→ Do this
Give the data again exactly as written, skipping any pictures.

→ Supplied records
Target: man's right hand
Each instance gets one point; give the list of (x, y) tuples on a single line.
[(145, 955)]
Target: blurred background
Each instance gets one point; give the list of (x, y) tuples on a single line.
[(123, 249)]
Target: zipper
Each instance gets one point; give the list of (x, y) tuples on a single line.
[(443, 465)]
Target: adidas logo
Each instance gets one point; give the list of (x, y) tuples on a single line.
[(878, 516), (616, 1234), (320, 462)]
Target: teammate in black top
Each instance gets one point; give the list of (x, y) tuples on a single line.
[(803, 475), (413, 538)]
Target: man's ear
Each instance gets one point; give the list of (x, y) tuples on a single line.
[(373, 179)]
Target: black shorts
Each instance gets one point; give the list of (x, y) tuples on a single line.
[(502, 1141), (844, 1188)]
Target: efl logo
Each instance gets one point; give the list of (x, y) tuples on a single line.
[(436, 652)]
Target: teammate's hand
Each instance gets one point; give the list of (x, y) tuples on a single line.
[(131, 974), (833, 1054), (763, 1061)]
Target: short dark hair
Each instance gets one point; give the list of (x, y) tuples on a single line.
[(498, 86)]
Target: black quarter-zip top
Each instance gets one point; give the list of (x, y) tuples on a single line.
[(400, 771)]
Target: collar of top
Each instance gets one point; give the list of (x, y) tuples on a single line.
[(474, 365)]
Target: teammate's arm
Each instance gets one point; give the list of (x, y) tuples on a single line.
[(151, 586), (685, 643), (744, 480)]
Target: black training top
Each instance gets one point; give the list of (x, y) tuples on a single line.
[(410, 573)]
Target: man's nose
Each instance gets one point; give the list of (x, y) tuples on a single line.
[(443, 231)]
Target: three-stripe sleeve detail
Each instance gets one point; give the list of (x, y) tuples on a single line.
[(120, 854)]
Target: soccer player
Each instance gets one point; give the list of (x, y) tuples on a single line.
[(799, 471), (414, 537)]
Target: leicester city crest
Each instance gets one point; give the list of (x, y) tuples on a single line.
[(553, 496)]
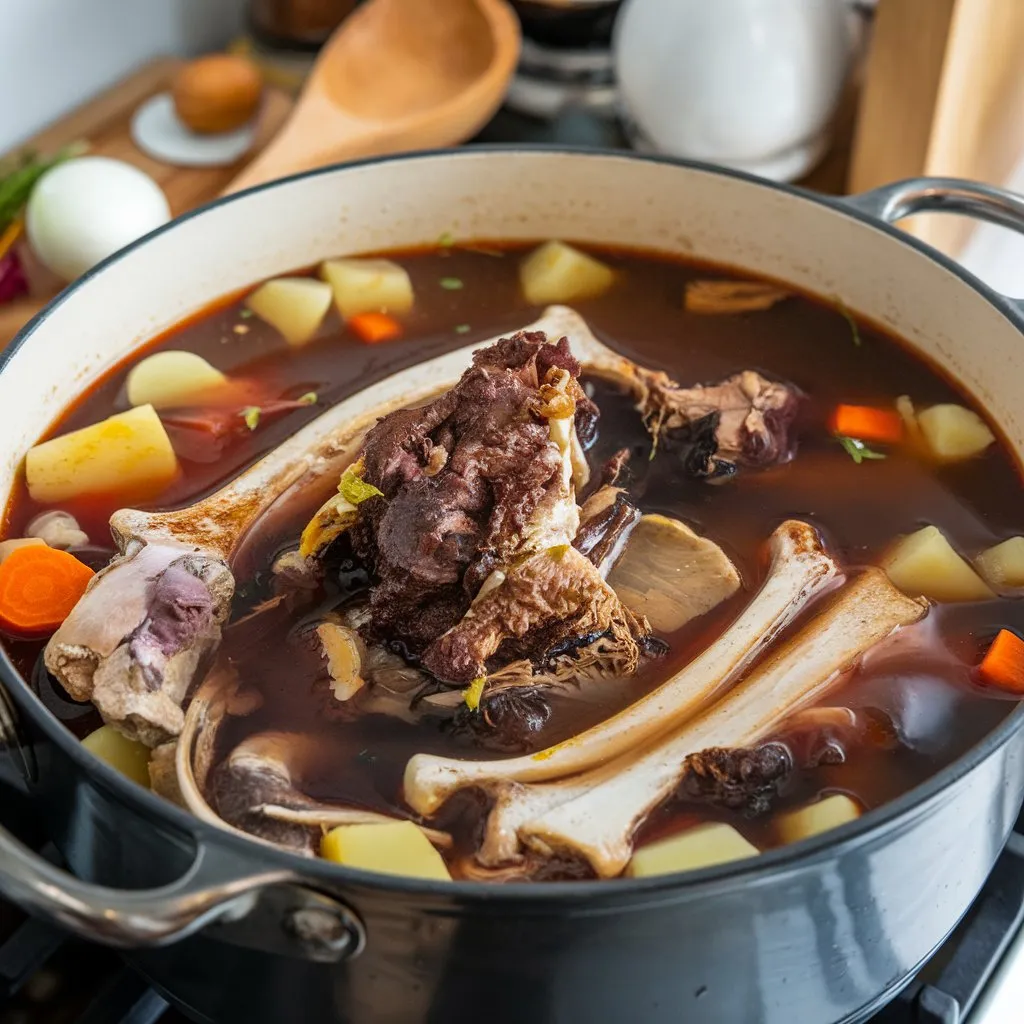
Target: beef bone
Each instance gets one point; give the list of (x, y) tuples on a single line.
[(800, 570), (138, 637), (596, 815)]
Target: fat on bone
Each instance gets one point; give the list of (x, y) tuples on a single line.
[(91, 655), (800, 570), (603, 809)]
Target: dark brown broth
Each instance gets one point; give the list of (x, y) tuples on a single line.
[(930, 693)]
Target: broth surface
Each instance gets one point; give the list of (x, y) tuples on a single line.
[(924, 692)]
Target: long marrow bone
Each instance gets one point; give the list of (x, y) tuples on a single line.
[(800, 570), (97, 648), (594, 815)]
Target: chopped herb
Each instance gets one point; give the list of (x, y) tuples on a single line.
[(474, 691), (353, 488), (857, 450), (848, 316)]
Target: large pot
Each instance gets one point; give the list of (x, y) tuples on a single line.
[(822, 932)]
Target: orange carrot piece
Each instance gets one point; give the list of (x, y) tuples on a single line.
[(1003, 665), (39, 586), (867, 424), (373, 328)]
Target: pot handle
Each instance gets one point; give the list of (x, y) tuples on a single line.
[(215, 889), (969, 199)]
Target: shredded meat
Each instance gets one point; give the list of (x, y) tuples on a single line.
[(445, 520), (753, 417), (552, 599)]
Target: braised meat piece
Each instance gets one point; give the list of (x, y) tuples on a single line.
[(750, 418), (470, 481), (550, 599)]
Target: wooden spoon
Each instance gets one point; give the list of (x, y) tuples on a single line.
[(397, 75)]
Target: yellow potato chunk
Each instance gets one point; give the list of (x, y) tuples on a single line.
[(296, 306), (129, 453), (952, 432), (557, 272), (926, 564), (128, 756), (173, 379), (368, 286), (7, 548), (815, 818), (1001, 565), (392, 848), (698, 847)]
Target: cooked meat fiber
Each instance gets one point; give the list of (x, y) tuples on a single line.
[(752, 417), (471, 481)]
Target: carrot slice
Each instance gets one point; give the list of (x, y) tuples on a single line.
[(867, 424), (39, 586), (373, 328), (1003, 665)]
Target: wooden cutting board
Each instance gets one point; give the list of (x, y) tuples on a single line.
[(104, 123)]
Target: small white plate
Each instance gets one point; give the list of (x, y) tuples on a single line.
[(158, 131)]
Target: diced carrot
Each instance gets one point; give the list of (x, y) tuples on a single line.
[(373, 328), (39, 586), (1003, 665), (867, 424)]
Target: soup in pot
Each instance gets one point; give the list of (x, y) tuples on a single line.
[(430, 574)]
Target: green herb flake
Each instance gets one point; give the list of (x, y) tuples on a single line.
[(848, 316), (353, 488), (857, 450), (474, 691)]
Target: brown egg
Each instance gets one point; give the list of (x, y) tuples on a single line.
[(217, 93)]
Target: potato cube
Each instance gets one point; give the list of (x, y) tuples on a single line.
[(557, 272), (952, 432), (925, 563), (368, 286), (698, 847), (128, 455), (296, 306), (391, 848), (815, 818), (1003, 565), (170, 380), (128, 756)]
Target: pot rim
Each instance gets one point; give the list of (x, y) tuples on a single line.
[(756, 870)]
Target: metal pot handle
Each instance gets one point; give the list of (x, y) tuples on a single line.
[(969, 199), (216, 889)]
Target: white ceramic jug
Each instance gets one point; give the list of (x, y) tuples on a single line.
[(750, 84)]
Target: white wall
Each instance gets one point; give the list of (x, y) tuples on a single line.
[(54, 54)]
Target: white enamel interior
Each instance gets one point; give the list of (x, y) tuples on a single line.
[(606, 199)]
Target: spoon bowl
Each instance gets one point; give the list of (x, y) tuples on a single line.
[(397, 75)]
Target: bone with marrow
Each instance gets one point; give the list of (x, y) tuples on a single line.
[(593, 816), (800, 570)]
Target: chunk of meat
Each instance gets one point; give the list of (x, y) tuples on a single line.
[(498, 489), (550, 599), (754, 421)]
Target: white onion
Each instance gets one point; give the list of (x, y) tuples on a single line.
[(86, 209)]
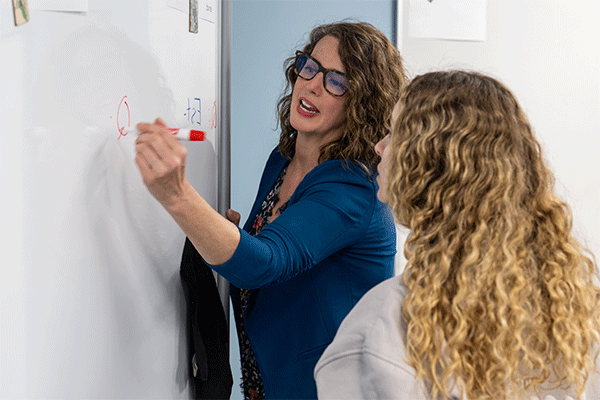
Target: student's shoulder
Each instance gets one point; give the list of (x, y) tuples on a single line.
[(376, 316)]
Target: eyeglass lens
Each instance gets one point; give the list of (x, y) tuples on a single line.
[(334, 82)]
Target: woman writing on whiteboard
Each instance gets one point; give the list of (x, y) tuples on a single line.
[(317, 238), (498, 300)]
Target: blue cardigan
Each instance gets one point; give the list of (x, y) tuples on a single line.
[(333, 243)]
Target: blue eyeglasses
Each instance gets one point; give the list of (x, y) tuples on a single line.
[(307, 68)]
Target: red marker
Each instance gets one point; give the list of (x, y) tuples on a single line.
[(179, 133)]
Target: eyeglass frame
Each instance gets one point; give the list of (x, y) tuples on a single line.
[(322, 69)]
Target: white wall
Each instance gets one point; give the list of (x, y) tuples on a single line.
[(548, 53)]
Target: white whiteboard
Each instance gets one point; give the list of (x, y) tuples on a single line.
[(91, 297)]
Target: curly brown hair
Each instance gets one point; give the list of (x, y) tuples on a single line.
[(501, 296), (376, 74)]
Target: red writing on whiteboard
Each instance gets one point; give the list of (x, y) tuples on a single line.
[(123, 116), (193, 114)]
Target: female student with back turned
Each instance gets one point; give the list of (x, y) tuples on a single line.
[(317, 238), (498, 299)]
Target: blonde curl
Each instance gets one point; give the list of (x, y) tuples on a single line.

→ Solution
Target: man's right hand
Each instance gets one point; give the list of (x, y) tuples on a single line.
[(145, 955)]
Target: blurred background
Each instance gets one point; give the list of (x, y) tuples on a single line.
[(123, 249)]
Target: zipper
Each instance gets one point; give the list of (x, y) tuples on a single line.
[(443, 465)]
Target: adidas logo
Each instance gets one point; give the list of (x, y) tuples on a single line.
[(878, 516), (616, 1234), (320, 462)]
Target: teammate in black top
Each instance gets one point; give the list of (x, y) tuples on a single line.
[(803, 475), (413, 538)]
Target: man's ear
Each instance gets one point; give the list of (x, y) tuples on a single line.
[(373, 179)]
Target: black shorts
Each instance gets one point; give the list of (x, y) tuples on a single line.
[(502, 1141), (844, 1188)]
Target: efl logo
Each instance gets one point; give the list of (x, y) tuples on a single line.
[(436, 652)]
Target: teammate's hand
Each instance gets one point; give the list of (x, y) tuples on a single line.
[(131, 974), (833, 1054), (763, 1061)]
Target: short dark hair
Each instance gets one point; give the list of (x, y) tuples on a single line.
[(498, 86)]
Target: black quarter-zip top
Each instance gets one point; give the list of (x, y) tuples on a single line.
[(400, 771)]
Target: collar of top
Each instance gets one point; give the list of (x, y) tuples on a single line.
[(474, 365)]
Target: teammate's arm
Each instance gets one point; give the list of (x, y) tuples on a single line.
[(151, 586), (685, 643), (744, 480)]
Target: black training top
Each instance gets one point; give the list of (x, y) tuples on a single line.
[(410, 573)]
Target: man's nose
Each instance gets one point; give the list of (x, y) tuples on a single line.
[(443, 231)]
Target: three-stripe sleeve detail
Each instance gets one point; give the list of (x, y) tuples on a single line.
[(120, 854)]
Target: soccer player
Each instance gets one point; give the list of (x, y) tuples on a single line.
[(799, 471), (414, 537)]
Target: leicester city crest
Each instance gets one point; give the list of (x, y) tuples on a single line.
[(553, 496)]
Target: beef bone
Each instance gets one point; give the list of (x, y) tuples on a single line.
[(800, 570), (138, 637), (596, 815)]
Target: fat on bone
Each instance gets one point; give the list of (x, y) tuples on a single line.
[(91, 655), (800, 570), (603, 809)]
Target: dark brown broth
Each instance gets one point; give the list of (x, y) tuples on a single line.
[(930, 693)]
Target: broth surface
Each instance gets one point; give the list of (x, y) tuples on a single line.
[(924, 692)]
Target: long marrow bone
Each instance gets one point; give the list of (x, y) tuples on a single line.
[(800, 570), (97, 648), (594, 815)]
Target: chopped herb
Each instance gets one point; give the list of (x, y) tuples on a single line.
[(474, 691), (353, 488), (857, 450), (848, 316)]
Target: large pot
Each instance gets one point; give the list of (x, y) tuples on a single line.
[(822, 932)]
Target: orange carrot piece
Each instance gets one point; give the list of (x, y) tuples on a single line.
[(1003, 665), (39, 586), (867, 424), (373, 328)]
Target: pot handle
Each instance gets one point; give the list of (x, y) tuples on a single line.
[(215, 889), (969, 199)]
Target: shredded meat
Each instance gets one point; give the list of (x, y) tuples on a single line.
[(445, 520), (753, 417), (552, 599)]
Target: braised meat piece
Each instance gets one point; give the list of (x, y) tuples on a single line.
[(750, 418), (470, 481), (550, 599)]
Target: wooden spoon
Each instance gets one point; give the list of (x, y) tuples on a single line.
[(397, 75)]
Target: yellow potato chunk
Each instance gets one point; give the list of (x, y) tuples on a single line.
[(296, 306), (129, 453), (952, 432), (557, 272), (926, 564), (128, 756), (173, 379), (368, 286), (7, 548), (815, 818), (1001, 565), (392, 848), (698, 847)]
Target: cooked meat fiber
Each instance gets one point; give the list of (x, y) tuples on a single line.
[(752, 417), (471, 481)]
Target: carrot slice
Each instance gets one point; give the list of (x, y) tuples on a single line.
[(867, 424), (39, 586), (373, 328), (1003, 665)]
Target: wooden cutting board
Each instance gets one point; give the list of (x, y) tuples on a single line.
[(104, 123)]
Target: small white plate
Each instance gets one point; give the list of (x, y) tuples on a single line.
[(158, 131)]
Target: diced carrot
Each instance gets one point; give the list of (x, y) tuples on a single line.
[(373, 328), (39, 586), (1003, 665), (867, 424)]
Target: soup in pot
Each instance gets one point; give the list of (x, y) tuples on a single line.
[(430, 574)]
Target: green herb flake
Each instance gets one point; give the list of (x, y) tuples on a single line.
[(848, 316), (353, 488), (857, 450), (474, 691)]
Target: brown egg
Each instance gets one point; give the list of (x, y) tuples on a single line.
[(217, 93)]
Target: potato cube
Each instance gets one point; give the list of (x, y) tuples on a single line.
[(557, 272), (952, 432), (925, 563), (368, 286), (698, 847), (128, 455), (296, 306), (391, 848), (815, 818), (1003, 565), (170, 380), (128, 756)]
Target: pot rim
Each instance gets one point; give the list of (x, y) tuples on a single line.
[(756, 870)]
Target: metal pot handle
Each instance gets one point; give the list of (x, y) tuples on a single line.
[(969, 199), (216, 889)]
Target: white ceramic jug
Each instance gets one point; give the list of (x, y) tuples on a single line.
[(750, 84)]
Target: white wall
Each instance gets one point; give the list of (x, y) tuples on a single line.
[(54, 54)]
Target: white enamel interior
Each instance gets one point; give the list of (x, y) tuples on a single line.
[(606, 199)]
Target: spoon bowl
Each instance gets one point; give the list of (x, y) tuples on a single line.
[(397, 75)]
Target: bone with marrow
Each instance gets one point; give the list of (x, y) tuples on a single line.
[(593, 816), (800, 570)]
Target: chunk of meat
Each instance gets one point; give the list of (x, y) tuples on a single line.
[(498, 489), (550, 599), (754, 421)]
Target: white onion
Each instance gets one point; give the list of (x, y) tuples on a single line.
[(86, 209)]
Target: student's shoulder
Each instance gets one point; give the list of (x, y) tuples on a single line.
[(376, 316)]
Target: eyeglass lens
Each instance gets one point; give the list of (x, y) tuples on a single line.
[(334, 82)]
Target: woman writing on whiteboard
Each instance gets one point; give the list of (x, y) tuples on a single line.
[(317, 238), (498, 300)]
Target: blue cardigan
Each instance gets one point; give the list of (x, y) tuples on a single line.
[(333, 243)]
Target: blue eyeglasses
Each instance gets one point; give the list of (x, y) tuples on a single line.
[(307, 68)]
Target: red marker
Each instance gets one point; give the list of (x, y) tuples on a single line.
[(179, 133)]
Target: eyeglass frame
Each instance gets one point; give the list of (x, y) tuples on a single line.
[(322, 69)]
Target: white wall
Each instance gets one point; give the list of (x, y) tuples on a single line.
[(548, 53)]
Target: white whiteboard
Each instance gets one point; give the list of (x, y) tuples on a single line.
[(91, 297)]
Target: curly brown hair
Each instance gets one point; give the list of (x, y) tuples on a single line.
[(501, 296), (376, 74)]
Target: red writing on whiteboard
Each instance gets one point; give the list of (x, y) tuples on a single line.
[(123, 116), (193, 114)]
Target: female student with back turned
Each instance gets one point; give the list of (x, y) tuples on a single line.
[(317, 238), (498, 299)]
Target: blonde curl
Each instance gets one point; give the list of (x, y) tuples on a single line.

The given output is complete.